_EXERCISE BRIEF_. How many lines in the records below contain the string "tower"? Give only the number.

====== TASK INPUT

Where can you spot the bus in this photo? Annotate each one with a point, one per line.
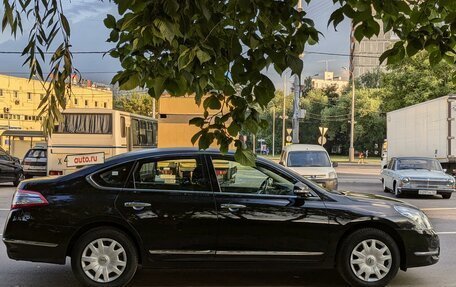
(89, 136)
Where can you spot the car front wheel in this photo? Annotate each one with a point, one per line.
(368, 257)
(104, 257)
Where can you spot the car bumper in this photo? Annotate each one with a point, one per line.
(414, 190)
(331, 184)
(25, 240)
(35, 172)
(422, 248)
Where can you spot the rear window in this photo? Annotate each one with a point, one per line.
(308, 159)
(37, 153)
(114, 177)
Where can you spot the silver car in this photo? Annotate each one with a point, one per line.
(417, 175)
(35, 162)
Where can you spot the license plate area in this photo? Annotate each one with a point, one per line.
(427, 192)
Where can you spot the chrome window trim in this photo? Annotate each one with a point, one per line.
(33, 243)
(427, 253)
(235, 253)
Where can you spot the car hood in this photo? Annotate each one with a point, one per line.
(423, 173)
(319, 172)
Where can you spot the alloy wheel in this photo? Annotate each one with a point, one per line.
(371, 260)
(104, 260)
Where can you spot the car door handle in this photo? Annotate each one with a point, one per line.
(136, 205)
(232, 207)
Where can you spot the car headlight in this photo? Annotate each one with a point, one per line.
(405, 180)
(332, 175)
(419, 219)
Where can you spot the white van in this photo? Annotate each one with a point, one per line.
(312, 162)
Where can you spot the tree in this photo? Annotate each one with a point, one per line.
(206, 47)
(414, 80)
(136, 103)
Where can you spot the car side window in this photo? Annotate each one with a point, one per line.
(171, 174)
(113, 177)
(4, 156)
(236, 178)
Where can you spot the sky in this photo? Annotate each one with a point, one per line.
(89, 34)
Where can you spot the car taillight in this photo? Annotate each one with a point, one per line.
(55, 172)
(27, 198)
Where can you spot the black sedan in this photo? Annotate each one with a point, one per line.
(182, 207)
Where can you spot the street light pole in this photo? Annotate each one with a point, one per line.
(351, 150)
(283, 110)
(273, 131)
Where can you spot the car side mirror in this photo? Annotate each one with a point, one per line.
(302, 190)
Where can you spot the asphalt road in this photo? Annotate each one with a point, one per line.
(351, 177)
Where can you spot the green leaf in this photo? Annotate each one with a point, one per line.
(131, 83)
(234, 129)
(110, 22)
(185, 58)
(202, 56)
(212, 103)
(245, 157)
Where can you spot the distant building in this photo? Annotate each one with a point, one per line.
(19, 101)
(330, 80)
(365, 54)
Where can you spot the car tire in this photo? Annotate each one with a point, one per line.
(385, 189)
(354, 268)
(19, 178)
(397, 193)
(112, 267)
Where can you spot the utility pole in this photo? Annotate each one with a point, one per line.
(273, 131)
(295, 123)
(297, 93)
(283, 111)
(351, 150)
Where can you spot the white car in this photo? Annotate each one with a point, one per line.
(312, 162)
(417, 175)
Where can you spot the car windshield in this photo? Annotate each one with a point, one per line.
(36, 153)
(308, 159)
(428, 164)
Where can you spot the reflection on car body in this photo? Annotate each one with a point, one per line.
(168, 207)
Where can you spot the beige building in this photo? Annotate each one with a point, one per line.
(366, 53)
(175, 113)
(330, 80)
(19, 101)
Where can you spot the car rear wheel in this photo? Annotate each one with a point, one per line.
(368, 257)
(104, 257)
(19, 178)
(397, 192)
(385, 189)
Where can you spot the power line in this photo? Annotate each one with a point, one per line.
(104, 52)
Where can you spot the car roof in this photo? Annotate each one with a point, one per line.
(413, 157)
(304, 147)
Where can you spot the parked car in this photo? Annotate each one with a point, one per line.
(312, 162)
(35, 162)
(177, 207)
(10, 168)
(417, 175)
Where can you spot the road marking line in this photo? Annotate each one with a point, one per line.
(438, 208)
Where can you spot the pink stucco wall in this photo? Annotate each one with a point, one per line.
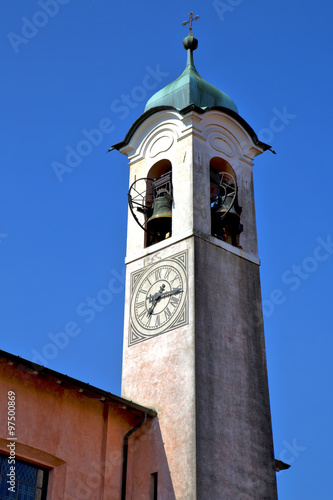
(80, 438)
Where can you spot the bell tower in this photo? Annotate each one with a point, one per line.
(193, 339)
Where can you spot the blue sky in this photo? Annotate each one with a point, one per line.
(75, 75)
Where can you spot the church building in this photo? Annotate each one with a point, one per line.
(193, 421)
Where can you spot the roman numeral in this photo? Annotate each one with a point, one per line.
(167, 313)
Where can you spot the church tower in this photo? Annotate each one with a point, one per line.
(193, 340)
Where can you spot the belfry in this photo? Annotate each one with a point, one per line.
(194, 347)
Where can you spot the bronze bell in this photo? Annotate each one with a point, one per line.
(159, 224)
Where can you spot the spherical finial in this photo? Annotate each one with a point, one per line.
(190, 42)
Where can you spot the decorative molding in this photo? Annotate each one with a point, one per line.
(160, 144)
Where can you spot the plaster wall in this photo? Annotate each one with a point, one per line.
(79, 439)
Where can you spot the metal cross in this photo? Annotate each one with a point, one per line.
(190, 21)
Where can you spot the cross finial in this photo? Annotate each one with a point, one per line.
(191, 14)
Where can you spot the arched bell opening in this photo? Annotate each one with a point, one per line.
(225, 211)
(159, 184)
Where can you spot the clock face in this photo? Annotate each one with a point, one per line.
(158, 298)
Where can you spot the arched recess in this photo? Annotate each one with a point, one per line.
(225, 211)
(159, 224)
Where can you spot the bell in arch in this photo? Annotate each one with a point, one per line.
(226, 211)
(159, 223)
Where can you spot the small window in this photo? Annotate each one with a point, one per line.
(24, 482)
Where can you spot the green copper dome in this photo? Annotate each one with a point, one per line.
(190, 88)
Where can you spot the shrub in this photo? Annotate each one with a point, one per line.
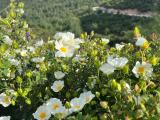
(75, 78)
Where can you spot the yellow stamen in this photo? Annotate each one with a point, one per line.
(77, 106)
(55, 106)
(6, 99)
(58, 87)
(141, 70)
(63, 49)
(145, 45)
(42, 115)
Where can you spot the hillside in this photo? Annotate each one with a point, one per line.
(77, 16)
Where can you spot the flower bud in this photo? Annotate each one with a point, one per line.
(67, 105)
(154, 60)
(104, 104)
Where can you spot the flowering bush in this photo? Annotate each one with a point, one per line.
(75, 78)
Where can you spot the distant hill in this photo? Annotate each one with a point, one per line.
(50, 16)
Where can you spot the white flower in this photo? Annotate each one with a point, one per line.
(63, 51)
(31, 49)
(7, 40)
(23, 53)
(77, 104)
(5, 100)
(39, 43)
(54, 105)
(105, 40)
(38, 59)
(119, 46)
(42, 113)
(59, 74)
(145, 69)
(21, 11)
(142, 42)
(14, 61)
(87, 96)
(57, 86)
(5, 118)
(118, 62)
(64, 112)
(107, 68)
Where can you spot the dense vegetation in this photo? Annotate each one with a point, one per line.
(74, 78)
(49, 16)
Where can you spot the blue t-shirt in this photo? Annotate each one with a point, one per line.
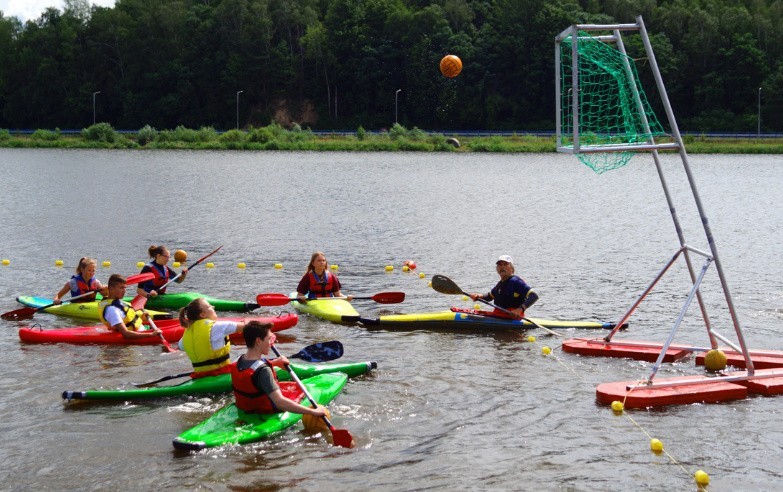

============

_IN RESPONSE_. 2